_Your task_. Rename "rough mask" to "coarse mask" everywhere it appears in the material below, and reproduce the material with everything else unchanged.

+++ Material provided +++

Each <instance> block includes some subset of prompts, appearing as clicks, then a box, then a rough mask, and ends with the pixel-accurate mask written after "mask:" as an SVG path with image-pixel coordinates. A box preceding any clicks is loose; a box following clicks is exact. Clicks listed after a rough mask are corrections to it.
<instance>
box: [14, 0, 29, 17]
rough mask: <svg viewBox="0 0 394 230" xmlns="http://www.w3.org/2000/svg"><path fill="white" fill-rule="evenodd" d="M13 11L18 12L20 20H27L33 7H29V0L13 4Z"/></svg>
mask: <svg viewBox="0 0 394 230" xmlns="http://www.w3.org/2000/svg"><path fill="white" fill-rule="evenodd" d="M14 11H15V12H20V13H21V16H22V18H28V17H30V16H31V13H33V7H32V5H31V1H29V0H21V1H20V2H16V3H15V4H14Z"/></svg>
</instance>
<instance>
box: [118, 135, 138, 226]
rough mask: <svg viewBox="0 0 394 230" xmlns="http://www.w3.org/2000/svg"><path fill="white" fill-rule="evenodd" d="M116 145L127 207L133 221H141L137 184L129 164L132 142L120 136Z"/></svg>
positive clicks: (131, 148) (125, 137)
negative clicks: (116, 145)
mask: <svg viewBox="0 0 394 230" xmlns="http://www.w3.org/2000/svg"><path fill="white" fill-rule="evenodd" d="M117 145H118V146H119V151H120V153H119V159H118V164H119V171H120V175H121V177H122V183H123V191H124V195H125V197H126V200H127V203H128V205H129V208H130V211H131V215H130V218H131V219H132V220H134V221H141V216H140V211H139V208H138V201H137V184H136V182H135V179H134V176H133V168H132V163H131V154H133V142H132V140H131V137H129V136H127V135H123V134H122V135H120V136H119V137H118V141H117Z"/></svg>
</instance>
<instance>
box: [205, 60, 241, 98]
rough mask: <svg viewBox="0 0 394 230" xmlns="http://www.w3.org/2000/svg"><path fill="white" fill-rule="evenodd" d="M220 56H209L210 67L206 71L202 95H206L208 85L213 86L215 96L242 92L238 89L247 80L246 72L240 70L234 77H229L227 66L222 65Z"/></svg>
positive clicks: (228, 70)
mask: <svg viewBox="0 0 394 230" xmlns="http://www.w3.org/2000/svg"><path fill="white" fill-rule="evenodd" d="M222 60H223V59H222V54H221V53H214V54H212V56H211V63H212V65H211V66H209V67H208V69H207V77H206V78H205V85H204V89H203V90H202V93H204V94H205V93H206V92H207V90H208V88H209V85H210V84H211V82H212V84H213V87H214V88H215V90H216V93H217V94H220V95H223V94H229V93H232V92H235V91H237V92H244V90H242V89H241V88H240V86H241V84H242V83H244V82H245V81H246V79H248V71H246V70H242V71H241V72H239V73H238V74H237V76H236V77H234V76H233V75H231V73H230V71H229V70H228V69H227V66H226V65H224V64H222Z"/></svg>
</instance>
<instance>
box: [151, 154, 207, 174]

+++

_Written reply_.
Each <instance> block includes some subset of prompts, appearing as clicks, then a box, then a coarse mask, and ends with the pixel-accurate mask written after "mask:" as an SVG path with image-pixel coordinates. A box preceding any clicks is loose; a box following clicks is exact. Clicks listed after a coarse mask are corrections to it.
<instance>
box: [14, 0, 29, 17]
coarse mask: <svg viewBox="0 0 394 230" xmlns="http://www.w3.org/2000/svg"><path fill="white" fill-rule="evenodd" d="M13 11L18 12L20 20H27L33 7H29V0L13 4Z"/></svg>
mask: <svg viewBox="0 0 394 230" xmlns="http://www.w3.org/2000/svg"><path fill="white" fill-rule="evenodd" d="M14 11H15V12H20V13H21V16H22V18H28V17H30V16H31V13H33V7H32V5H31V1H29V0H21V1H20V2H16V3H15V4H14Z"/></svg>
</instance>
<instance>
box: [118, 135, 138, 226]
coarse mask: <svg viewBox="0 0 394 230" xmlns="http://www.w3.org/2000/svg"><path fill="white" fill-rule="evenodd" d="M116 145L127 207L133 221H141L137 184L129 164L132 142L120 136Z"/></svg>
positive clicks: (131, 148) (125, 137)
negative clicks: (116, 145)
mask: <svg viewBox="0 0 394 230" xmlns="http://www.w3.org/2000/svg"><path fill="white" fill-rule="evenodd" d="M117 145H118V146H119V151H120V153H119V159H118V164H119V171H120V175H121V177H122V183H123V191H124V195H125V197H126V200H127V203H128V205H129V208H130V211H131V215H130V218H131V219H132V220H134V221H141V216H140V211H139V208H138V201H137V184H136V182H135V179H134V176H133V168H132V163H131V154H133V142H132V140H131V137H129V136H127V135H123V134H122V135H120V136H119V137H118V141H117Z"/></svg>
</instance>
<instance>
box: [205, 60, 241, 98]
coarse mask: <svg viewBox="0 0 394 230" xmlns="http://www.w3.org/2000/svg"><path fill="white" fill-rule="evenodd" d="M220 56H209L210 67L206 71L202 95H206L208 85L213 86L215 96L242 92L238 89L247 80L246 72L240 70L234 77H229L227 66L222 65Z"/></svg>
positive clicks: (228, 70)
mask: <svg viewBox="0 0 394 230" xmlns="http://www.w3.org/2000/svg"><path fill="white" fill-rule="evenodd" d="M222 60H223V59H222V54H221V53H214V54H212V56H211V63H212V65H211V66H209V67H208V69H207V77H206V78H205V85H204V89H203V90H202V93H204V94H205V93H206V92H207V90H208V88H209V85H210V84H211V82H212V84H213V87H214V88H215V90H216V93H217V94H220V95H223V94H229V93H232V92H235V91H237V92H244V90H242V89H241V88H240V86H241V84H242V83H244V82H245V81H246V79H248V71H246V70H242V71H241V72H239V73H238V74H237V76H236V77H234V76H233V75H231V73H230V71H229V70H228V69H227V66H226V65H224V64H222Z"/></svg>
</instance>
<instance>
box: [151, 154, 207, 174]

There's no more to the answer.